What you will do:
Word for word, transcribe the records that follow.

*-*-*

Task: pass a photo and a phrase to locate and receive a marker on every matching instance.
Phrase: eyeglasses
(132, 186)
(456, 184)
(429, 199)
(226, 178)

*-*-*

Written solution:
Task: pass a photo and a phrase to locate and receive a marker on every matching instance.
Phrase: eyeglasses
(132, 186)
(456, 184)
(429, 199)
(226, 178)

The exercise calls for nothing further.